**Entries provided:**
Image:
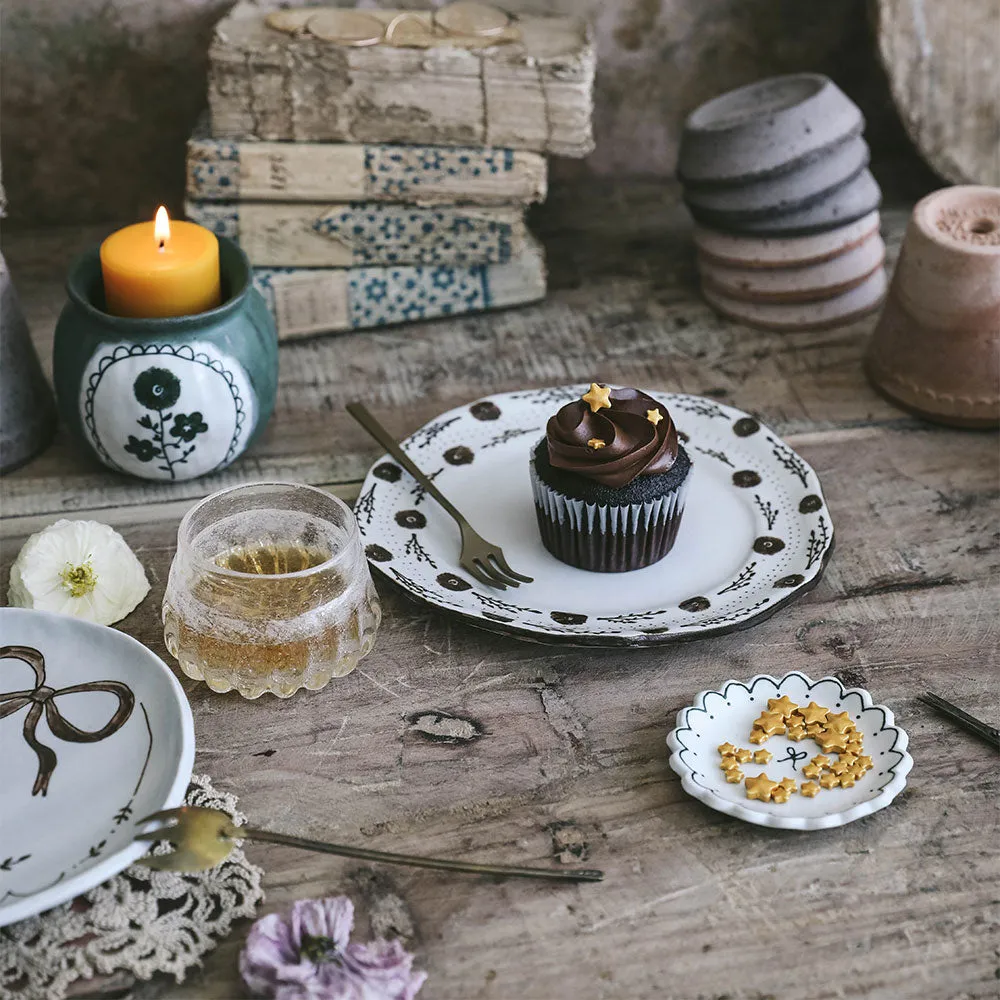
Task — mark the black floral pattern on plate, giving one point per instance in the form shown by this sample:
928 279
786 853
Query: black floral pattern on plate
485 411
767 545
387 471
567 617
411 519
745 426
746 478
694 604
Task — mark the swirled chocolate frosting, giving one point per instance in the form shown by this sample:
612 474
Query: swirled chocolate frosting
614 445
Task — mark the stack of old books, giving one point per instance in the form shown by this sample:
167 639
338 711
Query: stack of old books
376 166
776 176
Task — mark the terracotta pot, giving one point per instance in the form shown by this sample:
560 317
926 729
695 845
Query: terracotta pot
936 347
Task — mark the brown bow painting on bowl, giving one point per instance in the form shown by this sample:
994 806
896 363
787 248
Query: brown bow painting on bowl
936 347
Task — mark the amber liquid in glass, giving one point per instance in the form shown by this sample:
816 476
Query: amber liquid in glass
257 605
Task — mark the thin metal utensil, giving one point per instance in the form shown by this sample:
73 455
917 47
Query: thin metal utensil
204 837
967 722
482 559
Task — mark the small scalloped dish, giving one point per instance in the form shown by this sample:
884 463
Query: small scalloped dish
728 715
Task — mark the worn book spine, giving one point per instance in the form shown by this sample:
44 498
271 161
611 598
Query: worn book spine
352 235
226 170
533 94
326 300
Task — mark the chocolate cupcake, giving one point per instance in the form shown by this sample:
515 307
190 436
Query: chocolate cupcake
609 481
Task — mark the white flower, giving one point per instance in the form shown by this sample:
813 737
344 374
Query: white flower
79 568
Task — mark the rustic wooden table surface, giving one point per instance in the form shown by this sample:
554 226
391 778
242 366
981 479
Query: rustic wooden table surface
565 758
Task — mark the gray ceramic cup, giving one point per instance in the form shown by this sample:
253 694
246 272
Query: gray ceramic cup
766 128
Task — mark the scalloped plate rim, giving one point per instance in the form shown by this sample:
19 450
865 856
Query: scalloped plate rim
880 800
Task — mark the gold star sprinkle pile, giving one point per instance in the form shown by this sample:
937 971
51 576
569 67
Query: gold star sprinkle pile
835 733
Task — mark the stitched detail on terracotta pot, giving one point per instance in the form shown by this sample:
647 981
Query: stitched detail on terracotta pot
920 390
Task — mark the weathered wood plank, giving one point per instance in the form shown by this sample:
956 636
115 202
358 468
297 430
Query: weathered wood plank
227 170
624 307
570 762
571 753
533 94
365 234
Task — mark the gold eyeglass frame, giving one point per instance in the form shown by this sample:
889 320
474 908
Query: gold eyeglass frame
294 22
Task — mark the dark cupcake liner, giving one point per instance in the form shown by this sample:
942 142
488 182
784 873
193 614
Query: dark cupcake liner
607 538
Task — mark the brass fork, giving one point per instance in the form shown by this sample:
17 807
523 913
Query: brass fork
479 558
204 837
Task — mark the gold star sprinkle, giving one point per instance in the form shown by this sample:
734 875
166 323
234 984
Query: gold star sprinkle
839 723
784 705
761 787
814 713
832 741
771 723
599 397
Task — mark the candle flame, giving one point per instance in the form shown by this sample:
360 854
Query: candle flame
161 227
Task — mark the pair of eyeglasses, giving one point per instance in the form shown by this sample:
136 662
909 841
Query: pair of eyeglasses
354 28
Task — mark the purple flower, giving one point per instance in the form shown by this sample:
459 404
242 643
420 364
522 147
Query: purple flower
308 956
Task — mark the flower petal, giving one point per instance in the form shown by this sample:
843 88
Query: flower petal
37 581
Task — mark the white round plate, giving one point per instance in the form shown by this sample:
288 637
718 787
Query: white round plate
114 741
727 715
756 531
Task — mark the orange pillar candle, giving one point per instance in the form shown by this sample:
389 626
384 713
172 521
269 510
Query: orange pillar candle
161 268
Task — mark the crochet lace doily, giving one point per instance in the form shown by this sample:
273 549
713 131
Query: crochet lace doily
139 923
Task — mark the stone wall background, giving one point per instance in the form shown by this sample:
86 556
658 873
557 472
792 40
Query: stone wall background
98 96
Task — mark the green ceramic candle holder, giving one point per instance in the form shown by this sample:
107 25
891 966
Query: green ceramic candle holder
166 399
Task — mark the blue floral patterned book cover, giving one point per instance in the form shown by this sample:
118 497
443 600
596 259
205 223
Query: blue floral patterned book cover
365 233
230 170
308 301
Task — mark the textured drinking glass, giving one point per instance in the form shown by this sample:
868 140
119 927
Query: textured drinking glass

**Task prompt:** Can you put all of the material above into a JSON list of strings, one string per line, leaving out blank lines and the pictures?

**Result of the exercise:**
[
  "Image:",
  "Task — mark the black floral pattern on plate, giving one point per instance in the form shown by this sample:",
  "928 279",
  "786 853",
  "Query: black floral pattern on plate",
  "485 411",
  "767 545",
  "387 471",
  "567 617",
  "411 519",
  "745 426",
  "746 478",
  "694 604",
  "Task — mark the swirled chocolate frosting, giving one point per instance in the form shown by this sample:",
  "612 474",
  "Query: swirled chocolate frosting",
  "614 445",
  "Task — mark the stack of old books, giving one point per instance in the form shown by this sample:",
  "167 639",
  "338 711",
  "Query: stack of old books",
  "376 166",
  "776 176",
  "Task — mark the terracotta pot, giving one point per instance in the form shown by this sample:",
  "560 317",
  "926 729",
  "695 845",
  "Query: terracotta pot",
  "936 347",
  "Task — mark the brown bow painting on bowl, giving one point per instance in the form shown by this sample:",
  "994 806",
  "896 363",
  "787 248",
  "Query: brown bow painting on bowl",
  "936 347",
  "Task — mark the amber liquid in glass, giving one point per instance in the form shown by this sample:",
  "816 476",
  "Query: amber liquid in glass",
  "257 605",
  "Task — mark the thin metal utensil, giving one point per instance in the form shown by this sample:",
  "73 455",
  "917 47",
  "Query: thin metal utensil",
  "204 837",
  "967 722",
  "482 559",
  "Task — mark the small scalloped dish, giving one point per instance in the form shown by this sample:",
  "884 463",
  "Query: small scalloped dish",
  "728 715",
  "Task — mark the worn book spine, giving one point per instance in the form shown by this sample:",
  "44 498",
  "271 161",
  "611 598",
  "Query: worn book spine",
  "352 235",
  "226 170",
  "533 94",
  "326 300",
  "Task — mark the chocolate cupcake, giving one point per instance in the form shown by this sample:",
  "515 307",
  "190 436",
  "Query: chocolate cupcake",
  "609 481",
  "Task — mark the white flower, giving one point per instance in the form shown by this sample:",
  "813 737",
  "344 374",
  "Query: white flower",
  "79 568",
  "Task — mark the rustic wooden table surface, giving one point per instance in the form shown by this sample:",
  "554 226",
  "391 778",
  "242 366",
  "981 479",
  "Query: rustic wooden table surface",
  "565 758",
  "Task — mark the gray ceramic cup, giving one point per instance in the form shown by this sample:",
  "253 694",
  "246 272",
  "Query: gray ceramic cup",
  "766 128",
  "Task — mark the scalloped plate rim, giving one point per instance in the form shown by this sample:",
  "19 450",
  "865 856",
  "Query: scalloped plate rim",
  "880 800",
  "Task — mark the gold star sprinkle pile, giving one point per instance in the form shown by this sample:",
  "937 971",
  "51 576",
  "569 67",
  "Query: gold star sprinkle pile",
  "835 733",
  "Task — mark the stitched detail on terracotta pot, giving one point per instance in the form shown by this sample:",
  "647 981",
  "Query: stitched detail on terracotta pot",
  "920 390",
  "Task — mark the weathered wood plank, giving one point per instance in the form shown by this sample:",
  "956 636",
  "115 202",
  "358 468",
  "297 430",
  "Query: weathered wood plank",
  "227 170",
  "624 307",
  "570 762",
  "571 753",
  "533 94",
  "365 234",
  "Task — mark the gold eyeglass frame, giving one point per instance in the form shown by this sample:",
  "889 320",
  "474 908",
  "Query: gold eyeglass frame",
  "294 22",
  "Task — mark the dark cupcake liner, giving one point per instance in the form shown by this sample:",
  "942 142",
  "488 182",
  "784 873",
  "193 614",
  "Query: dark cupcake liner",
  "607 538",
  "Task — mark the brass fork, giving one point per instance in the form shown by this sample:",
  "17 807",
  "523 913",
  "Query: brass fork",
  "479 558",
  "204 837",
  "Task — mark the gold star sprinkle, giving one point per instance in the form shown by this sample:",
  "734 875",
  "166 323",
  "234 984",
  "Query: gold star sprinkle",
  "839 723",
  "784 705",
  "761 787",
  "814 713",
  "832 741",
  "771 723",
  "599 397",
  "Task — mark the candle flame, giving one point per instance in the form shown by this sample:",
  "360 854",
  "Query: candle flame",
  "161 227",
  "Task — mark the pair of eyeglasses, giving one point per instance in the form shown by this sample:",
  "136 662",
  "909 841",
  "Query: pair of eyeglasses",
  "354 28",
  "Task — mark the purple flower, giving one point per instance in the form shown by this sample:",
  "459 404",
  "242 643",
  "420 364",
  "522 147",
  "Query: purple flower",
  "308 956",
  "Task — mark the flower petal, giving one point per instance in the form shown by this sample:",
  "843 88",
  "Query: flower petal",
  "37 581",
  "Task — mark the white round plate, giving one point per instance in the form shown by this sample:",
  "288 637",
  "718 787",
  "Query: white round plate",
  "114 741",
  "727 715",
  "756 531",
  "Task — mark the orange pillar candle, giving one point per instance in the form shown by this sample:",
  "389 626",
  "384 713",
  "172 521",
  "269 510",
  "Query: orange pillar candle",
  "161 268",
  "Task — mark the crochet lace doily, giving one point per instance in the form shown by this sample:",
  "273 549",
  "713 131",
  "Query: crochet lace doily",
  "139 923",
  "Task — mark the stone wall background, giving one point per instance in the form shown by this sample:",
  "86 556",
  "658 873",
  "557 472",
  "792 40",
  "Query: stone wall background",
  "98 96",
  "Task — mark the green ceramic candle holder, giving one point per instance in the form shown by this sample:",
  "107 25",
  "891 966",
  "Query: green ceramic candle holder",
  "166 399",
  "Task — mark the blue floral patterned book cover, giving one point per instance in the form shown by this sample:",
  "118 497",
  "443 600",
  "596 259",
  "205 223",
  "Query: blue floral patterned book cover",
  "365 233",
  "230 170",
  "308 301",
  "Task — mark the textured drinking glass, giving one point per instance in the form shown by this sample:",
  "868 140",
  "119 927",
  "Query: textured drinking glass"
]